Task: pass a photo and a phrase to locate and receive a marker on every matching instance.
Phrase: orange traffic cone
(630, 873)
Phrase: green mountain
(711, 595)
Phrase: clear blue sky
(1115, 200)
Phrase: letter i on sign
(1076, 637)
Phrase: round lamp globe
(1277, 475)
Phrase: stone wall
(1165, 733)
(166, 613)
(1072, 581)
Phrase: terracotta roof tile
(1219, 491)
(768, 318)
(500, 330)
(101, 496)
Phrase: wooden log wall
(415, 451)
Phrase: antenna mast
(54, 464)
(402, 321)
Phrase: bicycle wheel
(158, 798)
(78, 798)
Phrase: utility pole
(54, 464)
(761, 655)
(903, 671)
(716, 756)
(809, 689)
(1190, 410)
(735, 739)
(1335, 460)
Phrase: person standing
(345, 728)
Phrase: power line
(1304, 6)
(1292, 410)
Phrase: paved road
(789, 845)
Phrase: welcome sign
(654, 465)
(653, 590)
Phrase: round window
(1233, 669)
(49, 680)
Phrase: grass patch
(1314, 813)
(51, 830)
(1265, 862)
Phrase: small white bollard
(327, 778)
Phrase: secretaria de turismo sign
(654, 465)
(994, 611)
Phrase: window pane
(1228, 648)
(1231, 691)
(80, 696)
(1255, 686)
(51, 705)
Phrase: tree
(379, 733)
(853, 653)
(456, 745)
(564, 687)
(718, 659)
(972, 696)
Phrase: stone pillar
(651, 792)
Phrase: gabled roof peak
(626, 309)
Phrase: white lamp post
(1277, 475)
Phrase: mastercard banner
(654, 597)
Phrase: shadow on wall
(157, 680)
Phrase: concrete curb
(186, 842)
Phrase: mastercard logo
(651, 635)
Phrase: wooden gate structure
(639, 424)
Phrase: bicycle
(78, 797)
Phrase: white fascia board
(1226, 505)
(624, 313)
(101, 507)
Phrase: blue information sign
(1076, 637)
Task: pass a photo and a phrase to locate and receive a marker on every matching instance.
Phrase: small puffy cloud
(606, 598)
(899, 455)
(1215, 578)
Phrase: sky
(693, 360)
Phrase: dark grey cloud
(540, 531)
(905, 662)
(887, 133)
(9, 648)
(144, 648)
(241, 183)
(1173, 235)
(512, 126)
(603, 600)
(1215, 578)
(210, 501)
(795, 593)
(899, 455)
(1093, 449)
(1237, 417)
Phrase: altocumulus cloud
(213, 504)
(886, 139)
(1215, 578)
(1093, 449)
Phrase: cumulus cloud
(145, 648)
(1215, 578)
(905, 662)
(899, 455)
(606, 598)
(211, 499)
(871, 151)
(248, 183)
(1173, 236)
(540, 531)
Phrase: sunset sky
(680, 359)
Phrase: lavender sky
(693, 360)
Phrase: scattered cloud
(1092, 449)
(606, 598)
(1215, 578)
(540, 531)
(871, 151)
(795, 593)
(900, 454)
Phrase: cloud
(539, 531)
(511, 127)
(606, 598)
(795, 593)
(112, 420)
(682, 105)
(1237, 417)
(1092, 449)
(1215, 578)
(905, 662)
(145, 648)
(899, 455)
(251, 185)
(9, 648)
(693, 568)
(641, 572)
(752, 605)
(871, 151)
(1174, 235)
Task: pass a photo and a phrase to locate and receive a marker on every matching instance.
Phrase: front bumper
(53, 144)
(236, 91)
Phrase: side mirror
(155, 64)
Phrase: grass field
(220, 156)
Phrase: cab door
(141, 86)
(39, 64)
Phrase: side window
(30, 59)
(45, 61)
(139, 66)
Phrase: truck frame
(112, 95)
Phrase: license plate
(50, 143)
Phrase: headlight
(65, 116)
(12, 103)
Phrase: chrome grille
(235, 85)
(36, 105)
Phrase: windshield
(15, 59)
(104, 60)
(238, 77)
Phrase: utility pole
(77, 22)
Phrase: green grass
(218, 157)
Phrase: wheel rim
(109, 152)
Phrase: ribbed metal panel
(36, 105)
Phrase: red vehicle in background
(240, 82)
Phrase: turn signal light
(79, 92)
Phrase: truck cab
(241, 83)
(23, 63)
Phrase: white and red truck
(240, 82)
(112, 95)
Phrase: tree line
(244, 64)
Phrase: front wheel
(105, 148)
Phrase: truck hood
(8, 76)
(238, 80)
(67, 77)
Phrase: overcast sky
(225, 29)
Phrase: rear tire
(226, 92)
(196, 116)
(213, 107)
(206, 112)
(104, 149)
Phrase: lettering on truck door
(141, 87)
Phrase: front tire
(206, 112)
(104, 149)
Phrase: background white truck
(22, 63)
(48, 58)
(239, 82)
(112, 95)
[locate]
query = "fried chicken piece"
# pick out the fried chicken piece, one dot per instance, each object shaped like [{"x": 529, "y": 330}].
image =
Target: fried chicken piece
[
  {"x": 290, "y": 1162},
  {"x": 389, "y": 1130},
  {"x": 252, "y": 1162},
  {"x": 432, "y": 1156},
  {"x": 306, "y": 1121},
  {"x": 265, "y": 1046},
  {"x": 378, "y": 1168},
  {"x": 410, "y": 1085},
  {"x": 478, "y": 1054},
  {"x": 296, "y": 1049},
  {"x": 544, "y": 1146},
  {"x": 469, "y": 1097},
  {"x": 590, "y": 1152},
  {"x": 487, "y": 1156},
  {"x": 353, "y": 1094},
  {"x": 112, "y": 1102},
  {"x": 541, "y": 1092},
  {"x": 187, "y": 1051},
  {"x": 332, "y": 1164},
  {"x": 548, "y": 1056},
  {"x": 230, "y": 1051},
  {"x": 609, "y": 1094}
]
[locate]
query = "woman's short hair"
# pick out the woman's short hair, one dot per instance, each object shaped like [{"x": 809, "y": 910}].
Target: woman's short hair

+ + + + +

• [EXERCISE GOAL]:
Report only how many lines above include "shaped".

• [RESPONSE]:
2